Objective:
Copy out the rows below word for word, from the first row up to and including the line that contains "MULTIPOLYGON (((51 155, 50".

Items:
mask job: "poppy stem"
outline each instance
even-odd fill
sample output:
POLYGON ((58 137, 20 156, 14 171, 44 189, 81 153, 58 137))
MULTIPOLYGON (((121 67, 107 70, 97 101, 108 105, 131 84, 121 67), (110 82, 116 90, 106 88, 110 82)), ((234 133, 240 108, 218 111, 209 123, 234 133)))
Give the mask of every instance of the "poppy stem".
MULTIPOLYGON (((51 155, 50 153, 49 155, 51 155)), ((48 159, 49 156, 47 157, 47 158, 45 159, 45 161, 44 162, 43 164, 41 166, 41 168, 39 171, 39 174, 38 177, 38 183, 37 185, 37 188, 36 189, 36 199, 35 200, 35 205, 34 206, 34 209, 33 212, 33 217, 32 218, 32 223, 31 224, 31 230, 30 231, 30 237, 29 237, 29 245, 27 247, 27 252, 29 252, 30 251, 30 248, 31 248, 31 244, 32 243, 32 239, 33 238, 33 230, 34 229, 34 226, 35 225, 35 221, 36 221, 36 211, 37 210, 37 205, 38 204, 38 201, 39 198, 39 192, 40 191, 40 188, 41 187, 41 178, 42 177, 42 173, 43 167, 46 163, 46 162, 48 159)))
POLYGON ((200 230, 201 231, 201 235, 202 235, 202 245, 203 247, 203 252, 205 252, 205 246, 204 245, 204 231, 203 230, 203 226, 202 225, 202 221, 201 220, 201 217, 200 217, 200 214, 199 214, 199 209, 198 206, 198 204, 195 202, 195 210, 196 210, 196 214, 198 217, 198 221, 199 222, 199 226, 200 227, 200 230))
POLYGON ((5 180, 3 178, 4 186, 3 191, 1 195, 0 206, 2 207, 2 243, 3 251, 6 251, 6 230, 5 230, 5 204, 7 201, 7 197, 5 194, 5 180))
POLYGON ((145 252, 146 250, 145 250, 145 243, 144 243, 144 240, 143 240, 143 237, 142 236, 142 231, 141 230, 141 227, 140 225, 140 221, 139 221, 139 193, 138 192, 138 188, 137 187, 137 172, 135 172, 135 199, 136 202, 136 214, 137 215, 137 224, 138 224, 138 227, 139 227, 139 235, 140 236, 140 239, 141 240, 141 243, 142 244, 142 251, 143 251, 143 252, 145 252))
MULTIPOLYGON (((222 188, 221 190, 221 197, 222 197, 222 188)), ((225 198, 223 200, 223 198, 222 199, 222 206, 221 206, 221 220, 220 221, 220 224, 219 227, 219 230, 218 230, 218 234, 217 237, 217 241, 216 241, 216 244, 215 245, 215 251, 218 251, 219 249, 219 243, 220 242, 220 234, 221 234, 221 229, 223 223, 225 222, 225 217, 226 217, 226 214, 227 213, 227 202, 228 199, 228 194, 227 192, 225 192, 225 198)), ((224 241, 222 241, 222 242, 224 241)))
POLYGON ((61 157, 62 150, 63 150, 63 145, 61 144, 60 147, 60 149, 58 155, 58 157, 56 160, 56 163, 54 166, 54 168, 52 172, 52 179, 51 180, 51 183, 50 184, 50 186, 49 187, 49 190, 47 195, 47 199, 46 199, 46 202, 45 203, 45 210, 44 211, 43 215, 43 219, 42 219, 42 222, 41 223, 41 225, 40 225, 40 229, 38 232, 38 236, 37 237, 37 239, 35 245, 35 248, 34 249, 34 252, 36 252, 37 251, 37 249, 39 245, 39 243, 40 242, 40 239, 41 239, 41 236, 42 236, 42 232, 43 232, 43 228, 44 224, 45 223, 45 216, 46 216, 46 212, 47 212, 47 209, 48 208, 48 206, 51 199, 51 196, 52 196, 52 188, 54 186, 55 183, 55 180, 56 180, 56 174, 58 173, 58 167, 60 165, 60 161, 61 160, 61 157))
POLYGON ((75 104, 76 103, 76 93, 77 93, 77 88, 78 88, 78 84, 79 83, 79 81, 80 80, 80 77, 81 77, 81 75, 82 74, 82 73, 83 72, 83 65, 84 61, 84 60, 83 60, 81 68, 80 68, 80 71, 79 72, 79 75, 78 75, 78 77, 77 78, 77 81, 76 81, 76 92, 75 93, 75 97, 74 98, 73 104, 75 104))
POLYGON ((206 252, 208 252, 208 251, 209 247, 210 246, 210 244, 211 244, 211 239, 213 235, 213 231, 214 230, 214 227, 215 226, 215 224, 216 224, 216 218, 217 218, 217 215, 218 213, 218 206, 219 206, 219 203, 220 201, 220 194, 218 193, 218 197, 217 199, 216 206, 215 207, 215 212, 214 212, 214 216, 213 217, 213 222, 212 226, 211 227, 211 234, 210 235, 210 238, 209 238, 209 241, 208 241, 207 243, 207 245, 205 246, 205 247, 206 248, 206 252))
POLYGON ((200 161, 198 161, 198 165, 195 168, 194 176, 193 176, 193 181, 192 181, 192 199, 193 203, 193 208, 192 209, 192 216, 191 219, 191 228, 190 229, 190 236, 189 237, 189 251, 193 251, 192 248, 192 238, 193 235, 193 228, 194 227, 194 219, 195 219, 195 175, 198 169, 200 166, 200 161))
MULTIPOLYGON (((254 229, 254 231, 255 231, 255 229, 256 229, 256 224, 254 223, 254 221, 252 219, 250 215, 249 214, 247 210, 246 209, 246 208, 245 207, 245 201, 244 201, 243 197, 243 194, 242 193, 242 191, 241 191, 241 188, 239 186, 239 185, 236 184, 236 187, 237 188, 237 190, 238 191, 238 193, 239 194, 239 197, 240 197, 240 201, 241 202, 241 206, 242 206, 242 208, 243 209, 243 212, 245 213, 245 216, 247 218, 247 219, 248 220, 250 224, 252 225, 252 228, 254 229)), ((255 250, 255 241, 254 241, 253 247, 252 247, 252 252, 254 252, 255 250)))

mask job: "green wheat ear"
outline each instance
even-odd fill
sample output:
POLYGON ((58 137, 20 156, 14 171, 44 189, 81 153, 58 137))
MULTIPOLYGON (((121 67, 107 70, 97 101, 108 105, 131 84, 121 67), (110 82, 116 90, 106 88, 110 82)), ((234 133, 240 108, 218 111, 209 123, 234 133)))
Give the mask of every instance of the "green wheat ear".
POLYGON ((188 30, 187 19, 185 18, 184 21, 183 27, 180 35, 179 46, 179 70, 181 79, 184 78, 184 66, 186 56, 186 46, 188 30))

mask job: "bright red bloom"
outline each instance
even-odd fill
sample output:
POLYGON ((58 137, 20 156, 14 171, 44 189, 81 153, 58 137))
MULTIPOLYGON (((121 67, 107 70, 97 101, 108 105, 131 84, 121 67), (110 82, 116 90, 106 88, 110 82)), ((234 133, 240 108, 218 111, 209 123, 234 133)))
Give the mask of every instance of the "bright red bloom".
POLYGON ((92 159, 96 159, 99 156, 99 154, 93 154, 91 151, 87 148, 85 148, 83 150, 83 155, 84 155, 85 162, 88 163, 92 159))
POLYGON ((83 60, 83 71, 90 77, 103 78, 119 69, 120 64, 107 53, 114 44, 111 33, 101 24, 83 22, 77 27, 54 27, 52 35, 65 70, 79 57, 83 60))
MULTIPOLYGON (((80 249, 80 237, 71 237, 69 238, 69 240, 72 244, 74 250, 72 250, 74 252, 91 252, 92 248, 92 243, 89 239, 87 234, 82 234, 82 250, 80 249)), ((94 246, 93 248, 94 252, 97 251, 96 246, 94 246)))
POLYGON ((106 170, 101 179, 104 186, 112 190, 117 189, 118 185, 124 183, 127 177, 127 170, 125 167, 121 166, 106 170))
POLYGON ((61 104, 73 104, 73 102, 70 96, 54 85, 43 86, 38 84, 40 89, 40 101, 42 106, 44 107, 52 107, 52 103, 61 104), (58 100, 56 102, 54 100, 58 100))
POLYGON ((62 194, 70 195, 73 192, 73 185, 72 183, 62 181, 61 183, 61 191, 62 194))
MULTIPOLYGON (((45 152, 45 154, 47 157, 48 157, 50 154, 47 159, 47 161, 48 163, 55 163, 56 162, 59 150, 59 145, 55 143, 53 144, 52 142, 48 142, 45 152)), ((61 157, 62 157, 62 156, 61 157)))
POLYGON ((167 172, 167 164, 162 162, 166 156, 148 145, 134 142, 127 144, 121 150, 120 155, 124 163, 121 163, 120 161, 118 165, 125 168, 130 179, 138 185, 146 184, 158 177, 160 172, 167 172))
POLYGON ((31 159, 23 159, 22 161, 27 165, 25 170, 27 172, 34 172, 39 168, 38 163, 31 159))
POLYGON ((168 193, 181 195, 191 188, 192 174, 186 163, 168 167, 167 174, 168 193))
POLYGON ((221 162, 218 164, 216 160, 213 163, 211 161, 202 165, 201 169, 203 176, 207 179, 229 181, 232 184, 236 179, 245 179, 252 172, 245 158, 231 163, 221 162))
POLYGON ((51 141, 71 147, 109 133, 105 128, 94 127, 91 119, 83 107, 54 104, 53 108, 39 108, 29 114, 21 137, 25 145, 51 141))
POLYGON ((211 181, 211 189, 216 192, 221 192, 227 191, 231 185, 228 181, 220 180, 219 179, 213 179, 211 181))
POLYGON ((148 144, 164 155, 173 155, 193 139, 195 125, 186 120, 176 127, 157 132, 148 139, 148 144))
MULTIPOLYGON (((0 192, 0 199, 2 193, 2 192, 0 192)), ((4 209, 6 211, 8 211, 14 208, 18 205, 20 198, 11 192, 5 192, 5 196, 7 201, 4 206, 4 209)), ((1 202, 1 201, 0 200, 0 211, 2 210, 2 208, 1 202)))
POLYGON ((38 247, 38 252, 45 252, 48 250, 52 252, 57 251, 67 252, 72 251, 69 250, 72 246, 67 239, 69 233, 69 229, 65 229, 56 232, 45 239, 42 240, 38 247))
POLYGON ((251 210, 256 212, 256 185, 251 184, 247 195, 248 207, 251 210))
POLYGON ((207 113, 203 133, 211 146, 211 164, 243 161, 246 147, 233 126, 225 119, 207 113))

Reply:
mask job: "poppy stem"
outline each instance
even-odd fill
sample output:
POLYGON ((58 137, 20 156, 14 171, 44 189, 81 153, 58 137))
MULTIPOLYGON (((121 67, 107 70, 97 101, 108 105, 131 84, 121 67), (110 82, 116 90, 106 88, 110 82)), ((234 133, 240 108, 218 111, 209 123, 234 133)))
Give the mask of every instance of the "poppy stem".
MULTIPOLYGON (((51 155, 50 153, 49 155, 51 155)), ((48 159, 49 156, 47 157, 47 158, 45 159, 45 161, 44 162, 43 164, 41 166, 41 168, 39 171, 39 174, 38 177, 38 183, 37 185, 37 188, 36 189, 36 199, 35 200, 35 205, 34 206, 34 209, 33 212, 33 217, 32 218, 32 223, 31 224, 31 230, 30 231, 30 237, 29 237, 29 245, 27 247, 27 252, 29 252, 30 251, 30 248, 31 248, 31 244, 32 243, 32 239, 33 238, 33 230, 34 229, 34 226, 35 225, 35 221, 36 221, 36 211, 37 210, 37 205, 38 204, 38 201, 39 198, 39 192, 40 191, 40 188, 41 187, 41 178, 42 177, 42 173, 43 167, 46 163, 46 162, 48 159)))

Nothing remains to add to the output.